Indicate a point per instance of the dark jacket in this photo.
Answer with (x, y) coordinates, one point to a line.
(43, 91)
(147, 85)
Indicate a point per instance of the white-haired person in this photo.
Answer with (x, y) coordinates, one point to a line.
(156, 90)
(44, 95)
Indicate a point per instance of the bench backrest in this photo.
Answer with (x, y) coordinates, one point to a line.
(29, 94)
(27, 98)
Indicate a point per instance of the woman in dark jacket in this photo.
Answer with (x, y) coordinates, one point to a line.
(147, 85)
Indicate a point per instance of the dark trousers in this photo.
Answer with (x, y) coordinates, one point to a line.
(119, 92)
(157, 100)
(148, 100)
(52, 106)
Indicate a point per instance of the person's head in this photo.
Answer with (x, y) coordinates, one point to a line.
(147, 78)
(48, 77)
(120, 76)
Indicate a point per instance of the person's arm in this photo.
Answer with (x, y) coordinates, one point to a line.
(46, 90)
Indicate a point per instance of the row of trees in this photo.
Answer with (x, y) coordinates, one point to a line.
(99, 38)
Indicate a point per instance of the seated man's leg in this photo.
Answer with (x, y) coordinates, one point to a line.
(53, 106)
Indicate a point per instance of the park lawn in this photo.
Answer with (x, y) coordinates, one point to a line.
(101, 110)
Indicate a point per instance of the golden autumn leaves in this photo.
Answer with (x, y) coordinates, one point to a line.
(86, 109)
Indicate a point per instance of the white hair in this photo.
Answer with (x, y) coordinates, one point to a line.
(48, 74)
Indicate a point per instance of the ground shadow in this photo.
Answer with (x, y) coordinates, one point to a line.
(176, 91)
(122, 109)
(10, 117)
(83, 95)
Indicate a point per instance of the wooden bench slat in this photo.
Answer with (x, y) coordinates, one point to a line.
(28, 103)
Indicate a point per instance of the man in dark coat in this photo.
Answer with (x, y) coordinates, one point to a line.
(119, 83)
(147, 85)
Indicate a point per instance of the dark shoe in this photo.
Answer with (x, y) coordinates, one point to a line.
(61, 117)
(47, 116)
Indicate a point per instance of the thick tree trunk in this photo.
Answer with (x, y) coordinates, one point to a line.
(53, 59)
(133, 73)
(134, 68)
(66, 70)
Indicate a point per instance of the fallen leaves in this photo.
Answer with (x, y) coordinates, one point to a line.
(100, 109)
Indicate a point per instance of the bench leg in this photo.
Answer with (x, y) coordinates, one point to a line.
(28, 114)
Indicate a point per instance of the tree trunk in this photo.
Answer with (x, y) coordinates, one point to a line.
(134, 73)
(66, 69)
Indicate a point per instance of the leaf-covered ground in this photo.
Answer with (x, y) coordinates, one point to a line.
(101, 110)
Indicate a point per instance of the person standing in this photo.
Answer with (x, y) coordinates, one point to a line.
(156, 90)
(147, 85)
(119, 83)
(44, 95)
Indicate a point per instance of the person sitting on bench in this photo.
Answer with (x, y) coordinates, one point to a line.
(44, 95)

• _WORK TO BE COMPLETED_: Looking at the entries above, report how many of their lines include "ground", and add nothing else.

• _ANSWER TO THIS TASK_: 2